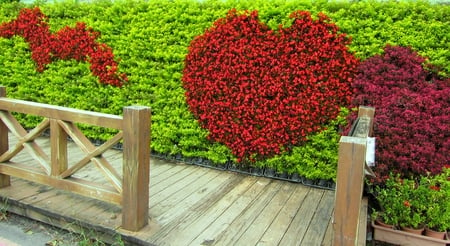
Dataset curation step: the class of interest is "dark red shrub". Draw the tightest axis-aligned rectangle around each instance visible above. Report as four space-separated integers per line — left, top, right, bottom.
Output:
182 10 358 160
352 46 450 182
0 7 127 86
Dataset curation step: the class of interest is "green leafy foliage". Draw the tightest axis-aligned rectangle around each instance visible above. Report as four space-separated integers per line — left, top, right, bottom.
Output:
0 0 450 179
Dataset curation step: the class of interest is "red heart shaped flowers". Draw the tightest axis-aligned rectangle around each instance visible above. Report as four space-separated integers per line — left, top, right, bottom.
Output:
182 10 358 161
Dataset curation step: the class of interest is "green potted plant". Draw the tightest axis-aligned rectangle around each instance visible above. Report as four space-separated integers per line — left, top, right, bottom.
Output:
375 175 427 234
420 168 450 239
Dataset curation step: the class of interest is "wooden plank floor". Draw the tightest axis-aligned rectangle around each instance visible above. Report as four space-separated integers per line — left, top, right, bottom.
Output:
0 137 334 246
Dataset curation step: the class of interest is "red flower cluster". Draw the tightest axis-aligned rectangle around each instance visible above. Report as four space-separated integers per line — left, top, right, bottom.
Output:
182 9 358 161
353 46 450 182
403 200 411 207
0 7 128 86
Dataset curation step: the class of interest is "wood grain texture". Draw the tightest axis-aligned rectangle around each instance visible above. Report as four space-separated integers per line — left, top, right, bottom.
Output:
122 106 150 231
0 136 334 246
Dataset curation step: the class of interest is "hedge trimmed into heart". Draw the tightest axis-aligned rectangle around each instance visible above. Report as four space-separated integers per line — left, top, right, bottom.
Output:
182 9 358 161
0 7 128 86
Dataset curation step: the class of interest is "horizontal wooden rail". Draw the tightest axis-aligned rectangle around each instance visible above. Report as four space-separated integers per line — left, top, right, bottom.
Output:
0 86 150 231
333 106 375 246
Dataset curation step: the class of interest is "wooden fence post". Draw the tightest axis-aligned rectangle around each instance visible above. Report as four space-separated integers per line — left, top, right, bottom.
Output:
50 119 68 177
333 106 375 246
122 106 150 231
0 86 11 188
334 136 366 246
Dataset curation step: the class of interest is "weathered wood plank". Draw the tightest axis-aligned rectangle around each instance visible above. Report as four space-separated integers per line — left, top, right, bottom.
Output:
150 170 231 226
147 175 246 245
334 136 366 246
301 191 334 245
150 164 207 209
358 197 369 246
0 163 121 204
0 97 122 130
186 176 270 245
234 183 294 245
122 106 150 231
214 182 283 245
258 184 309 245
279 189 324 245
50 119 69 177
156 177 257 245
0 86 11 188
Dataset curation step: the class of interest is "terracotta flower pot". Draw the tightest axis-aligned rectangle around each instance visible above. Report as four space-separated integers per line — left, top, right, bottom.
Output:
425 228 447 239
375 219 394 229
401 226 425 235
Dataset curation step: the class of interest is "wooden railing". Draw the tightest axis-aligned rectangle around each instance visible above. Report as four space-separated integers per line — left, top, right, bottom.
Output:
0 86 150 231
333 106 375 246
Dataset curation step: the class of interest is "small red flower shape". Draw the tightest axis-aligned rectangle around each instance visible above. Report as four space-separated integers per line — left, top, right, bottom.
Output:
430 185 441 191
403 200 411 207
0 7 128 87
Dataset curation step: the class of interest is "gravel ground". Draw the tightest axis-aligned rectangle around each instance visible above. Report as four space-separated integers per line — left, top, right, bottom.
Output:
0 212 106 246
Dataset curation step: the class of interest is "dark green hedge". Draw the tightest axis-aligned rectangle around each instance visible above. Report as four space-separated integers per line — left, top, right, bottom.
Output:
0 0 450 179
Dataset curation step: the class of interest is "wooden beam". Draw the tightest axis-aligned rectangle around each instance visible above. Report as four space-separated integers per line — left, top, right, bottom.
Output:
334 136 366 246
0 162 122 204
0 86 11 188
50 119 68 177
122 106 150 231
0 97 122 130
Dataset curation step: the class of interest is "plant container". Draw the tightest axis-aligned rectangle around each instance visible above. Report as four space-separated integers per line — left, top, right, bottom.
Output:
372 222 450 246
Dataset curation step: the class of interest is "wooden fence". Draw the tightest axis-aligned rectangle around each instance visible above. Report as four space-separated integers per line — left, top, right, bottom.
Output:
333 106 375 246
0 86 150 231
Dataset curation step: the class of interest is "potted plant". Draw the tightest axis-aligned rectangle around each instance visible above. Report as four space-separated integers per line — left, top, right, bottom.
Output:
420 168 450 239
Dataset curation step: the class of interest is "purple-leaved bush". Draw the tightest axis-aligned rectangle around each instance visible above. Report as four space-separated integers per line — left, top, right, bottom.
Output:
352 45 450 182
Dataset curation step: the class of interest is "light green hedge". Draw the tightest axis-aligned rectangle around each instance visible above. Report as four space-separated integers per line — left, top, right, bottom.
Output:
0 0 450 179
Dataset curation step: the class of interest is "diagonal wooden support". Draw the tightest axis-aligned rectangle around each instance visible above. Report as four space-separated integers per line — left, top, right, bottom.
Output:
58 121 122 193
0 86 11 188
0 111 50 174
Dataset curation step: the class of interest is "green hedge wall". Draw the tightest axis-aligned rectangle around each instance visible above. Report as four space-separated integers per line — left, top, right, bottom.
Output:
0 0 450 179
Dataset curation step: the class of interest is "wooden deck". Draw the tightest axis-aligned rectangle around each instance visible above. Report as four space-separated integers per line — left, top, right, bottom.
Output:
0 137 335 246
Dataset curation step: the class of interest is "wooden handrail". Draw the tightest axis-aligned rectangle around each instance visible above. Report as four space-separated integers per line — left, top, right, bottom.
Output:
333 106 375 246
0 86 150 231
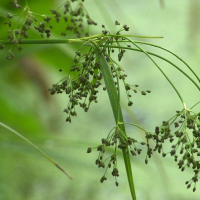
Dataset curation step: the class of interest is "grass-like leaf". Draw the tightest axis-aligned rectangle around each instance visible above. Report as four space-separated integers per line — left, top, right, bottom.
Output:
0 122 72 179
91 42 136 200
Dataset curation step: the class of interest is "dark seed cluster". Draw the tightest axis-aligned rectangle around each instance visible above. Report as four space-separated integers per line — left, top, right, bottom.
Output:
50 51 102 122
10 0 21 9
51 0 97 38
151 109 200 191
0 0 97 59
87 127 152 186
49 21 150 122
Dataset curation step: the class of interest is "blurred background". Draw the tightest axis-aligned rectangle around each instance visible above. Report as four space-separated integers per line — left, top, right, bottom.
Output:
0 0 200 200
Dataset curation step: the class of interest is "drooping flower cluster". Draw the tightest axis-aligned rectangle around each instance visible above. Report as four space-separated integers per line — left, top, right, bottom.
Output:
0 0 97 60
87 126 152 186
49 21 151 122
150 109 200 191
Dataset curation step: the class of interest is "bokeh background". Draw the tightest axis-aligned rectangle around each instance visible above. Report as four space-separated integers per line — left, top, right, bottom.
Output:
0 0 200 200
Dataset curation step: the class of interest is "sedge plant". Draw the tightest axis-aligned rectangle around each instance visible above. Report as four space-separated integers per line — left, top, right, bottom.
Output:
0 0 200 200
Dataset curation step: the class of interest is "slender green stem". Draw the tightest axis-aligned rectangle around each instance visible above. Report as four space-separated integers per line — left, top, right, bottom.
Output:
0 122 72 179
126 38 184 105
91 42 136 200
134 41 200 82
104 45 200 90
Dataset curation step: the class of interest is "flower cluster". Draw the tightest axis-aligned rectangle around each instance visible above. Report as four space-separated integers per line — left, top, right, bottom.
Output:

-=-=-=-=-

Problem: Which lines of the rows above contain the word "fence"? Gather every one of them into a list.

Answer to this problem:
Dataset curation step: the class of interest is "wooden fence post". Draw the tightest axis-aligned rectangle around each instance visible above. Report as four space-separated integers per line — left, top, right, bottom.
Dataset curation step: the class of interest is "wooden fence". Draw the tightest axis-aligned rectangle around each instance visible above. Report as four space-separated integers per line — left, top, right, bottom.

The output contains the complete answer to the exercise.